Output the records below as a two-column CSV with the header "text" and "answer", one row per record for all of them. Put each field in double quotes and replace any line breaks in a field with spaces.

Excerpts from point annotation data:

....................

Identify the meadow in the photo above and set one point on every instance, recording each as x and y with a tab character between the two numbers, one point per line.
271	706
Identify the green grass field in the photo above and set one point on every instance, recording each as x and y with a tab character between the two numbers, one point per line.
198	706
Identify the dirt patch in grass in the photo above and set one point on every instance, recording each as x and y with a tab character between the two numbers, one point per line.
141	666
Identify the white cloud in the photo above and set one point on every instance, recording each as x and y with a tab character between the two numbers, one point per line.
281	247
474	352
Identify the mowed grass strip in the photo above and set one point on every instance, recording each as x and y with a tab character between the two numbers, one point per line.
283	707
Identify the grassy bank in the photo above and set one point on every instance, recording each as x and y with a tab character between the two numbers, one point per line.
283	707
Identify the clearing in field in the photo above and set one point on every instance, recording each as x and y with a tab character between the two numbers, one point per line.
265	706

....................

Complete answer:
text,answer
"Identify the meadow in the photo above and set one point on every instance, recording each as x and y with a tab character between the two numbers, one point per line.","271	706"
"Identify the green grass field in the photo above and set one point on every instance, recording each as x and y with a tab character between the two numbers, one point per line.","198	706"
"Identify the dirt patch in grass in the photo above and set one point on every instance, recording each as x and y with a tab character between the two numbers, one point per line.","141	666"
"Identify the white cloud in the photo above and set one point on every instance, recording each as x and y with a tab character between the two numbers, one point per line.","281	247 474	352"
"Identify the mowed grass strip in the photo above and set one point on every instance, recording each as x and y with a tab character between the two numbers, one point per line.","283	707"
"Identify the grassy bank in the photo above and set one point on every instance, recording each as x and y with a tab character between the two numbers, one point per line.","283	707"
"Identify the clearing in field in the photo above and set one point on every instance, recording each as x and y with a tab character between the two numbers, one point per line.","265	706"